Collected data
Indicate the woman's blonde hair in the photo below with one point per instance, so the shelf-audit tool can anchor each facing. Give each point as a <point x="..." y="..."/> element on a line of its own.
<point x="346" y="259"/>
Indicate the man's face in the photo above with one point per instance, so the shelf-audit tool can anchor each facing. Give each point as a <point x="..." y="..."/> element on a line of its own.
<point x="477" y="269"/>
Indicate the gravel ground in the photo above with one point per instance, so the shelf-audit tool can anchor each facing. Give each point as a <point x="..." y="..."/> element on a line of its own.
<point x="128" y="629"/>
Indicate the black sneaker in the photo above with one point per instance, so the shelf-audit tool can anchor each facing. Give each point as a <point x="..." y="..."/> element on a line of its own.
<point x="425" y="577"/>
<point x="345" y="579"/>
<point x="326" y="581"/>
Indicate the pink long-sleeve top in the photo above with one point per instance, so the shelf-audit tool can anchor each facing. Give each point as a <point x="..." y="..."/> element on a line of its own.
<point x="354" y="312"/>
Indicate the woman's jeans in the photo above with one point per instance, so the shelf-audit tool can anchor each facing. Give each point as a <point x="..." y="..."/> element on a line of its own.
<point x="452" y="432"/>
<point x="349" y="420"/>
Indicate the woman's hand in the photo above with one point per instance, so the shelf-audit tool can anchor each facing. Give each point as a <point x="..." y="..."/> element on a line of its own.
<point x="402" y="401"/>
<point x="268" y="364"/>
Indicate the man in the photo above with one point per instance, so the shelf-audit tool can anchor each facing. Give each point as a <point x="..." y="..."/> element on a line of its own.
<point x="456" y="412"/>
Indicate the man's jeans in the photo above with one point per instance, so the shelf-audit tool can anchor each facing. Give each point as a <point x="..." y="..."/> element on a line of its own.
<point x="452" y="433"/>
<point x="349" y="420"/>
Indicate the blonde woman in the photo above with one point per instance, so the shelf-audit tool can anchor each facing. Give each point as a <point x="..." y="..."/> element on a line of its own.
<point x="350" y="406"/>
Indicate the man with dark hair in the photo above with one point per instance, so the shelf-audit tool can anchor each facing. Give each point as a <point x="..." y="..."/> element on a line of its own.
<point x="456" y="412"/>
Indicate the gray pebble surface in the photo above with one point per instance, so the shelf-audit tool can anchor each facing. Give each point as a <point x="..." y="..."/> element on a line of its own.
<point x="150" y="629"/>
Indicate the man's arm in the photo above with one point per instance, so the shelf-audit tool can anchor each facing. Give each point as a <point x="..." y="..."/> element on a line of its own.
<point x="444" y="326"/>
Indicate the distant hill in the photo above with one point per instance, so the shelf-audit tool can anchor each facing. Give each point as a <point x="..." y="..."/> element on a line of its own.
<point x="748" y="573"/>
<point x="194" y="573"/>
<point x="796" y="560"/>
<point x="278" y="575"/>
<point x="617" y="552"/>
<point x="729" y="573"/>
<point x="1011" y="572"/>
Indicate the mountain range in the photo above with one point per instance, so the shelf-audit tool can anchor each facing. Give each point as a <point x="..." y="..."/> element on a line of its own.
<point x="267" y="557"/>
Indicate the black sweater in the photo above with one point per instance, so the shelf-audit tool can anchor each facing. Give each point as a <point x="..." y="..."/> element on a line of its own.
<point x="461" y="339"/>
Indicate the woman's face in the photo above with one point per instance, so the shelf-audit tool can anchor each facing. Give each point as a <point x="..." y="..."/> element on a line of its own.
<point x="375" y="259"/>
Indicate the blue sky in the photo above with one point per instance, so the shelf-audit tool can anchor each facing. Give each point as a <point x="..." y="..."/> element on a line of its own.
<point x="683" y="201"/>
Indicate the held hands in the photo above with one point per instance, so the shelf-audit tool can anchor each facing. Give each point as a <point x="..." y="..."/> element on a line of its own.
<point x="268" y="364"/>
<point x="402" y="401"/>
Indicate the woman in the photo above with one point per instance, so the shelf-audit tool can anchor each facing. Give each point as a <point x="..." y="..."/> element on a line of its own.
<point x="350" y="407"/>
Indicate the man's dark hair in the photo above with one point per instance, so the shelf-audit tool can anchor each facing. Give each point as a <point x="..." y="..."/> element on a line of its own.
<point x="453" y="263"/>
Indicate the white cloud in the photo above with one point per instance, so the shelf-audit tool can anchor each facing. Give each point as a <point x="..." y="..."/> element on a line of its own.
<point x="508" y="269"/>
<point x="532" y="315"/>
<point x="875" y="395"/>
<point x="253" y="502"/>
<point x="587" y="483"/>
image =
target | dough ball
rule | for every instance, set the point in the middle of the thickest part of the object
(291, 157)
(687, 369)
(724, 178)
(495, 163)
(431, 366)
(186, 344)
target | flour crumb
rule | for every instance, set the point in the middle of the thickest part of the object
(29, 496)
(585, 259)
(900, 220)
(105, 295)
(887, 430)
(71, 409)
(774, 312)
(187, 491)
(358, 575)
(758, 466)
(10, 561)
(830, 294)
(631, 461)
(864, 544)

Your instructions → Copy out every line of the records above with no changes.

Reply to the exercise →
Indicate the woman's blonde hair in the photo below with one point per instance, so the shelf-audit tool can anchor each facing. Give each point as a <point x="..." y="..."/> element on a line of its own.
<point x="346" y="259"/>
Indicate the man's face in the photo above with one point per instance, so the shelf-audit tool can anchor each facing. Give each point as a <point x="..." y="..."/> element on a line of its own.
<point x="477" y="269"/>
Indicate the gravel ground in the photo above with one point per instance, so the shelf-audit tool can anchor each facing. Give each point as a <point x="..." y="..."/> element on a line of its own.
<point x="128" y="629"/>
Indicate the black sneaker in the photo above with one point per instance, so the shelf-audit tool can anchor each facing. Give each point as a <point x="..." y="..."/> element on a line of its own.
<point x="425" y="577"/>
<point x="345" y="579"/>
<point x="326" y="581"/>
Indicate the pink long-sleeve top in the photo above with one point per instance, so the shelf-audit tool can anchor each facing. Give each point as a <point x="..." y="..."/> element on a line of its own.
<point x="354" y="312"/>
Indicate the woman's jeans in the photo above with one point per instance, so the shelf-audit tool can anchor each facing. Give each point as a <point x="..." y="..."/> element on a line of its own.
<point x="452" y="432"/>
<point x="349" y="420"/>
Indicate the woman's hand in the photo above with one point per instance, so the shelf-audit tool can anchor each facing. Give each point as a <point x="..." y="..."/> element on a line of its own.
<point x="402" y="401"/>
<point x="268" y="364"/>
Indicate the man in the photo above with one point per instance, so the shelf-audit tool can anchor each facing. Give each point as a <point x="..." y="..."/> element on a line of its own.
<point x="456" y="412"/>
Indicate the man's jeans in the photo above with one point per instance, so the shelf-audit tool can anchor each facing. Give each point as a <point x="..." y="..."/> element on a line of its own.
<point x="452" y="433"/>
<point x="349" y="420"/>
Indicate the blonde woman in the photo above with one point per instance, so the shelf-audit tool can anchor each facing. Give each point as a <point x="..." y="..."/> element on a line of its own.
<point x="350" y="406"/>
Indicate the man with dark hair in the photo above with one point per instance, so the shelf-audit tool can anchor each facing. Give each point as a <point x="..." y="..."/> element on a line of its own.
<point x="456" y="412"/>
Indicate the gray pebble surface in the photo above with one point per instance, so the shelf-audit tool can anchor each facing. Give each point as a <point x="..." y="..."/> element on a line of its own.
<point x="150" y="629"/>
Indicate the man's arm in the photo above with one point per instance, so the shelf-audit tool can anchor each facing. Give each point as a <point x="..." y="..."/> element on a line of its own.
<point x="444" y="326"/>
Indicate the distant hill in the photo above with one point per instance, so the shelf-audit tool can anchor each facing. Give each point as a <point x="..." y="..."/> element on a line of its own.
<point x="748" y="573"/>
<point x="194" y="573"/>
<point x="796" y="560"/>
<point x="278" y="575"/>
<point x="617" y="552"/>
<point x="729" y="573"/>
<point x="1011" y="572"/>
Indicate the mountain range in the photo above with one point per instance, so the shelf-audit tool can anchor each facing. Give each point as a <point x="..." y="..."/> element on a line of its own.
<point x="267" y="557"/>
Indicate the black sweater in the photo above with one point per instance, so the shelf-audit tool can anchor each facing. Give each point as a <point x="..." y="..."/> element on a line of its own.
<point x="461" y="339"/>
Indicate the woman's face in the photo above with one point per instance, so the shelf-audit tool can anchor each facing. Give each point as a <point x="..." y="..."/> element on a line of its own.
<point x="375" y="259"/>
Indicate the blue sky in the photo above with one point per instance, so the shelf-audit tool can anchor each facing. Give each point as a <point x="..." y="..."/> element on a line of its own.
<point x="683" y="201"/>
Indicate the held hands in the photo above with one point per instance, so the shelf-audit tool can anchor each facing. Give each point as a <point x="..." y="..."/> element on a line of its own.
<point x="268" y="364"/>
<point x="402" y="401"/>
Indicate the woman in the photo above with one point per instance, so the shelf-audit tool can anchor each facing. Give each point as a <point x="..." y="..."/> element on a line of its own.
<point x="350" y="407"/>
Indicate the man's dark hair in the photo above with one point per instance, so the shelf-audit tool can anchor each facing. Give each point as a <point x="..." y="..."/> element on a line of its own.
<point x="453" y="263"/>
Indicate the white cloud in the photo above with one point per instance, so the shelf-audit tool can anchor each facing. Give each point as a <point x="..." y="..."/> element on a line of its own.
<point x="508" y="269"/>
<point x="532" y="315"/>
<point x="875" y="395"/>
<point x="253" y="502"/>
<point x="587" y="483"/>
image =
target | dough ball
rule | for every instance, set the point in the middle of the thickest part of the object
(291, 157)
(687, 369)
(724, 178)
(495, 163)
(431, 366)
(186, 344)
target | flour crumb
rule | for every instance, set the point in the middle of the thickest part of the object
(29, 496)
(585, 259)
(900, 220)
(105, 295)
(887, 430)
(71, 409)
(774, 312)
(187, 491)
(358, 575)
(758, 466)
(10, 561)
(830, 294)
(631, 461)
(864, 544)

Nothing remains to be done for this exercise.